• **DESCRIPTION OF THE TASK**
Render every line of the data below as a Markdown table with the columns Row and Line, numbering the rows and skipping blank lines. Leave the pictures out.

• **EXTRACTED INFORMATION**
◆ ◆ ◆ ◆
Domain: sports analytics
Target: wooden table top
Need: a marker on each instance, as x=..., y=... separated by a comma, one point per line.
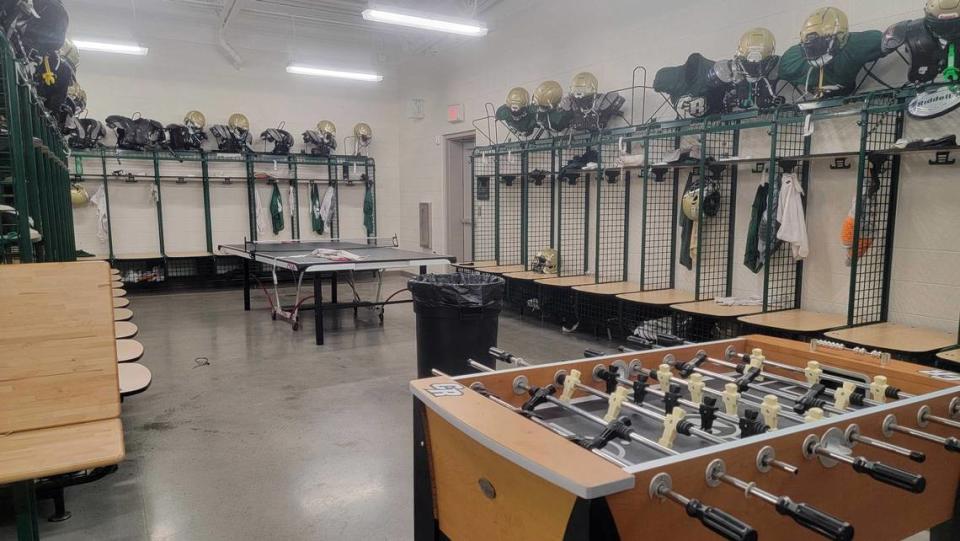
x=951, y=355
x=62, y=449
x=528, y=275
x=475, y=264
x=128, y=350
x=125, y=329
x=896, y=337
x=609, y=288
x=501, y=269
x=797, y=320
x=710, y=308
x=59, y=405
x=568, y=281
x=659, y=297
x=134, y=378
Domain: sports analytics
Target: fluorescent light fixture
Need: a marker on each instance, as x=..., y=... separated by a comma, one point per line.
x=322, y=72
x=424, y=21
x=121, y=48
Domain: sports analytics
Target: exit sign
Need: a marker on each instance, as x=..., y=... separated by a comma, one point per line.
x=455, y=113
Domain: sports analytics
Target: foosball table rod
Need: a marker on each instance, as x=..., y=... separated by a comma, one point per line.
x=852, y=436
x=759, y=374
x=803, y=514
x=747, y=399
x=816, y=370
x=719, y=522
x=890, y=426
x=560, y=431
x=545, y=394
x=814, y=447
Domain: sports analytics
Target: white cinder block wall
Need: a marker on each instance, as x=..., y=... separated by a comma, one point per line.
x=535, y=40
x=184, y=70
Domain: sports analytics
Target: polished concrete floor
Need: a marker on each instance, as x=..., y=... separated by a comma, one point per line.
x=272, y=437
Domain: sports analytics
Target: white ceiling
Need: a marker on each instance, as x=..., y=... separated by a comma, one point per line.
x=296, y=28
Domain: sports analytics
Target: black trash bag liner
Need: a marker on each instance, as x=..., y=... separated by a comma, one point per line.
x=457, y=290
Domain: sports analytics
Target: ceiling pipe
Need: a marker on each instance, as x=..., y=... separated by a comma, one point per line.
x=229, y=9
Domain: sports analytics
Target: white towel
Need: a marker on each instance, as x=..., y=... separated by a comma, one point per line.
x=326, y=206
x=752, y=300
x=793, y=224
x=99, y=200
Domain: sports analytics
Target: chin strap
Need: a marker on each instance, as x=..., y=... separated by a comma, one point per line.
x=49, y=78
x=951, y=72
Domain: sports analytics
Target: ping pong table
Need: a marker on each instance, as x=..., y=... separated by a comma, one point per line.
x=300, y=258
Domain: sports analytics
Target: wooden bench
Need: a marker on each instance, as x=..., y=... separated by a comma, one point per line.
x=60, y=407
x=796, y=321
x=896, y=337
x=128, y=351
x=125, y=329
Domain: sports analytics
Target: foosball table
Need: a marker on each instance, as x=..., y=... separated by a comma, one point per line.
x=747, y=438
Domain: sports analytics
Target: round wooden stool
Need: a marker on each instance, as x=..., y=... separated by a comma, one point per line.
x=129, y=350
x=125, y=329
x=134, y=378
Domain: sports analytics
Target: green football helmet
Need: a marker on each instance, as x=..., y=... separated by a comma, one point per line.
x=327, y=128
x=756, y=52
x=824, y=33
x=942, y=18
x=518, y=99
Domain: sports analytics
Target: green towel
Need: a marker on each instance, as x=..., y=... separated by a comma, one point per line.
x=315, y=219
x=276, y=209
x=368, y=210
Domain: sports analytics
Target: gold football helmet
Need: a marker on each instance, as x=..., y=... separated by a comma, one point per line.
x=548, y=95
x=239, y=120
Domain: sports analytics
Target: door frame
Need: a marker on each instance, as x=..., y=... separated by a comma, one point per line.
x=453, y=187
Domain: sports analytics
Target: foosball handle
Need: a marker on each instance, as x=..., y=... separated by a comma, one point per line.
x=816, y=520
x=720, y=522
x=911, y=482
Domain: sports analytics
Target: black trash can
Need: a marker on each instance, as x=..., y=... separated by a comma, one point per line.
x=457, y=318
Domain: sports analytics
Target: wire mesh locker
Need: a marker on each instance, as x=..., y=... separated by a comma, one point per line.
x=658, y=249
x=783, y=275
x=871, y=250
x=573, y=192
x=658, y=252
x=714, y=228
x=539, y=183
x=596, y=309
x=508, y=207
x=482, y=212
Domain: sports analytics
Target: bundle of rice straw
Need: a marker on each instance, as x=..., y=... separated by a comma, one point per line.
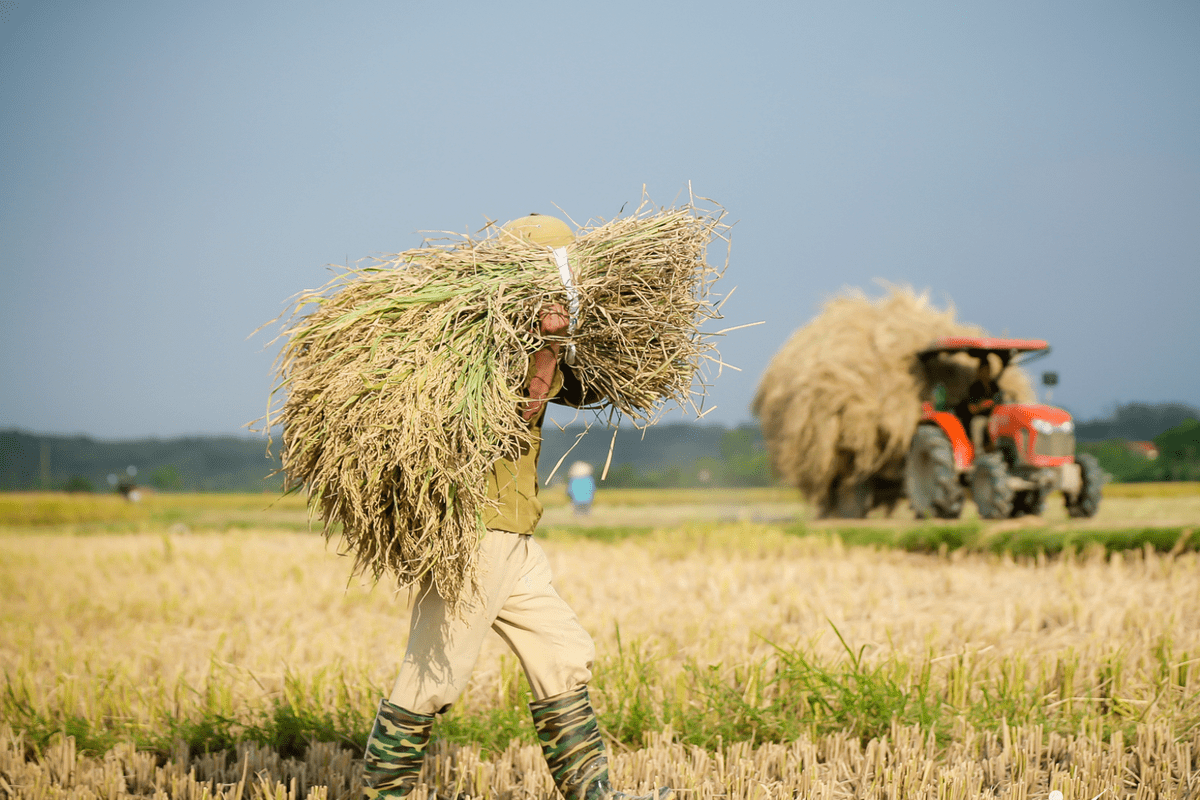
x=840, y=401
x=402, y=382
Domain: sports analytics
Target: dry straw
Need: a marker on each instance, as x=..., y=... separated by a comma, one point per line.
x=402, y=380
x=841, y=398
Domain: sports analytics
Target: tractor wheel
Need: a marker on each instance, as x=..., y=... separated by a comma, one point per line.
x=1031, y=501
x=990, y=488
x=929, y=476
x=1087, y=501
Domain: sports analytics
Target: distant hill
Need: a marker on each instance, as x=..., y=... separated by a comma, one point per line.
x=1137, y=422
x=666, y=455
x=30, y=461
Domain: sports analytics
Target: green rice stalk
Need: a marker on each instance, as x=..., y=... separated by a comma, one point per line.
x=401, y=383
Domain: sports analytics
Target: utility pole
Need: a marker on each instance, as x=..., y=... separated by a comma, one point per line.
x=43, y=481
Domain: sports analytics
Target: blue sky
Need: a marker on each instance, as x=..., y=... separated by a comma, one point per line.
x=172, y=173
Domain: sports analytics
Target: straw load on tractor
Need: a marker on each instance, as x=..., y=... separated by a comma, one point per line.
x=841, y=400
x=400, y=384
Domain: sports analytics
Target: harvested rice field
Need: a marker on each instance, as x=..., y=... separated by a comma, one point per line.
x=213, y=647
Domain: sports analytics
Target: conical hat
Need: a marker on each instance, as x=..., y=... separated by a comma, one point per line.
x=540, y=229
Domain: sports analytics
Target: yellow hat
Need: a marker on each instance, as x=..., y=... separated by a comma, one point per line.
x=540, y=229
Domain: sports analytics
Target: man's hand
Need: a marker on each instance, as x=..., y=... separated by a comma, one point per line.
x=553, y=322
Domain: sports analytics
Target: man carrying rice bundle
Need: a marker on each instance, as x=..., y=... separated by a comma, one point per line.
x=415, y=394
x=516, y=600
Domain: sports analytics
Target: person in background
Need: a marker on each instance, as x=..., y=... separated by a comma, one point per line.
x=982, y=397
x=581, y=487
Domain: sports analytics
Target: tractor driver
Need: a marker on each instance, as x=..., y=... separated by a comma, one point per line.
x=982, y=397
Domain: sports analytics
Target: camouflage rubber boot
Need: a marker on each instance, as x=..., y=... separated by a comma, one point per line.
x=570, y=740
x=395, y=752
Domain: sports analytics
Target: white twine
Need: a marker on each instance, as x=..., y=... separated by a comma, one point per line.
x=573, y=298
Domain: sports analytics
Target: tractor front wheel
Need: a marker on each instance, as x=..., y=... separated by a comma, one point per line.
x=929, y=475
x=990, y=488
x=1087, y=501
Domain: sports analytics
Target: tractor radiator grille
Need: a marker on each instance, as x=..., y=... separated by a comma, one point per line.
x=1060, y=443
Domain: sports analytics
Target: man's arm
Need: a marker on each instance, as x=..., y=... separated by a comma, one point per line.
x=553, y=322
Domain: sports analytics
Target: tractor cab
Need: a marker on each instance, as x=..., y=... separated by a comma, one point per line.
x=1009, y=455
◆ ◆ ◆ ◆
• **RESULT FOR THIS EXERCISE**
| Row | Line |
|---|---|
| 1 | Domain: sports analytics |
| 2 | Target: wooden table top |
| 3 | Need: a marker on each instance, as x=..., y=... separated by a comma, one point per line. |
| 4 | x=951, y=355 |
| 5 | x=62, y=449 |
| 6 | x=528, y=275 |
| 7 | x=475, y=264 |
| 8 | x=128, y=350 |
| 9 | x=125, y=329 |
| 10 | x=896, y=337 |
| 11 | x=609, y=288 |
| 12 | x=501, y=269 |
| 13 | x=797, y=320 |
| 14 | x=710, y=308 |
| 15 | x=59, y=405 |
| 16 | x=568, y=281 |
| 17 | x=659, y=297 |
| 18 | x=134, y=378 |
| 19 | Domain: sports analytics |
| 20 | Target: fluorescent light fixture |
| 21 | Need: a marker on each instance, as x=..., y=... separated by a comma, one point per line. |
| 22 | x=322, y=72 |
| 23 | x=424, y=21 |
| 24 | x=121, y=48 |
| 25 | Domain: sports analytics |
| 26 | Target: exit sign |
| 27 | Need: a marker on each instance, as x=..., y=... separated by a comma, one point per line. |
| 28 | x=455, y=113 |
| 29 | Domain: sports analytics |
| 30 | Target: foosball table rod |
| 31 | Need: a marker on each instance, as x=..., y=... separated by a comma, one point per line. |
| 32 | x=852, y=436 |
| 33 | x=759, y=374 |
| 34 | x=803, y=514 |
| 35 | x=747, y=399 |
| 36 | x=816, y=370 |
| 37 | x=719, y=522 |
| 38 | x=890, y=426 |
| 39 | x=560, y=431 |
| 40 | x=545, y=394 |
| 41 | x=814, y=447 |
| 42 | Domain: sports analytics |
| 43 | Target: white cinder block wall |
| 44 | Need: a marker on each instance, as x=..., y=... separated by a comma, one point per line. |
| 45 | x=535, y=40 |
| 46 | x=184, y=70 |
| 47 | Domain: sports analytics |
| 48 | Target: polished concrete floor |
| 49 | Need: a marker on each instance, as x=..., y=... separated by a comma, one point per line. |
| 50 | x=272, y=437 |
| 51 | Domain: sports analytics |
| 52 | Target: white ceiling |
| 53 | Need: a marker on each instance, as x=..., y=... separated by a comma, one point per line. |
| 54 | x=296, y=28 |
| 55 | Domain: sports analytics |
| 56 | Target: black trash bag liner |
| 57 | Need: a marker on each instance, as x=..., y=... separated by a comma, one point per line. |
| 58 | x=457, y=290 |
| 59 | Domain: sports analytics |
| 60 | Target: ceiling pipe |
| 61 | Need: a marker on each instance, as x=..., y=... separated by a comma, one point per line. |
| 62 | x=229, y=9 |
| 63 | Domain: sports analytics |
| 64 | Target: white towel |
| 65 | Need: a marker on each instance, as x=..., y=... separated by a comma, one point per line. |
| 66 | x=326, y=206 |
| 67 | x=752, y=300 |
| 68 | x=793, y=224 |
| 69 | x=99, y=200 |
| 70 | Domain: sports analytics |
| 71 | Target: chin strap |
| 72 | Need: a marker on each instance, as x=..., y=... separated by a comma, one point per line. |
| 73 | x=49, y=78 |
| 74 | x=951, y=72 |
| 75 | Domain: sports analytics |
| 76 | Target: ping pong table |
| 77 | Need: a marker on each instance, as x=..., y=... separated by a comma, one point per line. |
| 78 | x=300, y=258 |
| 79 | Domain: sports analytics |
| 80 | Target: wooden bench |
| 81 | Need: a marker on each instance, as x=..., y=... separated by a comma, one point per line. |
| 82 | x=60, y=407 |
| 83 | x=796, y=321 |
| 84 | x=896, y=337 |
| 85 | x=128, y=351 |
| 86 | x=125, y=329 |
| 87 | Domain: sports analytics |
| 88 | Target: foosball table |
| 89 | Need: a marker on each instance, as x=..., y=... separated by a comma, one point per line. |
| 90 | x=747, y=438 |
| 91 | Domain: sports analytics |
| 92 | Target: round wooden stool |
| 93 | Need: a marker on each instance, as x=..., y=... separated by a comma, one point per line. |
| 94 | x=129, y=350 |
| 95 | x=125, y=329 |
| 96 | x=134, y=378 |
| 97 | Domain: sports analytics |
| 98 | Target: green football helmet |
| 99 | Need: a marker on each instance, as x=..., y=... separated by a comma, one point per line. |
| 100 | x=327, y=128 |
| 101 | x=756, y=52 |
| 102 | x=824, y=33 |
| 103 | x=942, y=18 |
| 104 | x=518, y=99 |
| 105 | Domain: sports analytics |
| 106 | Target: green towel |
| 107 | Need: a marker on each instance, as x=..., y=... separated by a comma, one point per line. |
| 108 | x=315, y=219 |
| 109 | x=276, y=209 |
| 110 | x=368, y=210 |
| 111 | Domain: sports analytics |
| 112 | Target: gold football helmet |
| 113 | Need: a marker on each instance, as x=..., y=... separated by a comma, one point per line. |
| 114 | x=548, y=95 |
| 115 | x=239, y=120 |
| 116 | Domain: sports analytics |
| 117 | Target: door frame |
| 118 | Need: a marker on each instance, as x=..., y=... separated by a comma, one point per line. |
| 119 | x=453, y=187 |
| 120 | Domain: sports analytics |
| 121 | Target: foosball handle |
| 122 | Need: a marker on each instance, as x=..., y=... separated by a comma, one point per line. |
| 123 | x=816, y=520 |
| 124 | x=720, y=522 |
| 125 | x=911, y=482 |
| 126 | Domain: sports analytics |
| 127 | Target: black trash can |
| 128 | Need: a marker on each instance, as x=..., y=... separated by a comma, one point per line. |
| 129 | x=457, y=318 |
| 130 | Domain: sports analytics |
| 131 | Target: wire mesh locker |
| 132 | Need: a marker on each instance, as x=..., y=... separated by a comma, one point per line. |
| 133 | x=658, y=249 |
| 134 | x=783, y=275 |
| 135 | x=871, y=250 |
| 136 | x=573, y=192 |
| 137 | x=658, y=252 |
| 138 | x=714, y=228 |
| 139 | x=539, y=183 |
| 140 | x=596, y=309 |
| 141 | x=508, y=207 |
| 142 | x=482, y=212 |
| 143 | Domain: sports analytics |
| 144 | Target: bundle of rice straw |
| 145 | Need: a marker on each instance, as x=..., y=... separated by a comma, one point per line. |
| 146 | x=840, y=401 |
| 147 | x=402, y=382 |
| 148 | Domain: sports analytics |
| 149 | Target: dry straw |
| 150 | Need: a marker on each instance, as x=..., y=... separated by a comma, one point per line. |
| 151 | x=402, y=380 |
| 152 | x=841, y=398 |
| 153 | Domain: sports analytics |
| 154 | Target: tractor wheel |
| 155 | Need: a marker on each instance, as x=..., y=... separated by a comma, one point per line. |
| 156 | x=1031, y=501 |
| 157 | x=990, y=488 |
| 158 | x=929, y=476 |
| 159 | x=1087, y=501 |
| 160 | Domain: sports analytics |
| 161 | Target: distant hill |
| 162 | Need: a marker on each instance, as x=..., y=... separated by a comma, one point per line. |
| 163 | x=1137, y=422 |
| 164 | x=666, y=455 |
| 165 | x=30, y=461 |
| 166 | Domain: sports analytics |
| 167 | Target: green rice stalk |
| 168 | Need: a marker on each instance, as x=..., y=... separated by a comma, one point per line. |
| 169 | x=401, y=383 |
| 170 | Domain: sports analytics |
| 171 | Target: utility pole |
| 172 | Need: a marker on each instance, as x=..., y=... separated by a comma, one point per line. |
| 173 | x=43, y=481 |
| 174 | Domain: sports analytics |
| 175 | Target: blue sky |
| 176 | Need: a marker on each instance, as x=..., y=... separated by a comma, one point per line. |
| 177 | x=172, y=173 |
| 178 | Domain: sports analytics |
| 179 | Target: straw load on tractor |
| 180 | Need: a marker on each instance, as x=..., y=... separated by a comma, one point per line. |
| 181 | x=841, y=400 |
| 182 | x=400, y=384 |
| 183 | Domain: sports analytics |
| 184 | Target: harvested rice field |
| 185 | Need: a marker on each instance, as x=..., y=... separated by a comma, one point per line. |
| 186 | x=213, y=647 |
| 187 | Domain: sports analytics |
| 188 | Target: conical hat |
| 189 | Need: a marker on each instance, as x=..., y=... separated by a comma, one point per line. |
| 190 | x=540, y=229 |
| 191 | Domain: sports analytics |
| 192 | Target: yellow hat |
| 193 | Need: a marker on each instance, as x=..., y=... separated by a comma, one point per line. |
| 194 | x=540, y=229 |
| 195 | Domain: sports analytics |
| 196 | Target: man's hand |
| 197 | Need: a marker on each instance, as x=..., y=... separated by a comma, one point per line. |
| 198 | x=553, y=322 |
| 199 | Domain: sports analytics |
| 200 | Target: man carrying rice bundle |
| 201 | Need: a marker on each instance, as x=..., y=... separated by a comma, one point per line. |
| 202 | x=415, y=394 |
| 203 | x=516, y=600 |
| 204 | Domain: sports analytics |
| 205 | Target: person in background |
| 206 | Need: a marker on each instance, as x=..., y=... separated by a comma, one point per line. |
| 207 | x=982, y=397 |
| 208 | x=581, y=487 |
| 209 | Domain: sports analytics |
| 210 | Target: tractor driver |
| 211 | Need: a marker on each instance, as x=..., y=... separated by a comma, one point per line. |
| 212 | x=982, y=397 |
| 213 | Domain: sports analytics |
| 214 | Target: camouflage rubber boot |
| 215 | Need: a marker on each instance, as x=..., y=... separated by a comma, one point per line. |
| 216 | x=570, y=740 |
| 217 | x=395, y=752 |
| 218 | Domain: sports analytics |
| 219 | Target: white twine |
| 220 | Need: a marker on each instance, as x=..., y=... separated by a comma, one point per line. |
| 221 | x=573, y=298 |
| 222 | Domain: sports analytics |
| 223 | Target: tractor front wheel |
| 224 | Need: a marker on each instance, as x=..., y=... separated by a comma, one point per line. |
| 225 | x=929, y=475 |
| 226 | x=990, y=488 |
| 227 | x=1087, y=501 |
| 228 | Domain: sports analytics |
| 229 | Target: tractor radiator grille |
| 230 | Need: a marker on each instance, as x=..., y=... separated by a comma, one point per line. |
| 231 | x=1060, y=443 |
| 232 | Domain: sports analytics |
| 233 | Target: man's arm |
| 234 | Need: a marker on each instance, as x=..., y=... separated by a comma, one point per line. |
| 235 | x=553, y=322 |
| 236 | Domain: sports analytics |
| 237 | Target: tractor cab |
| 238 | Need: a marker on each instance, as x=..., y=... separated by a comma, one point per line. |
| 239 | x=1009, y=455 |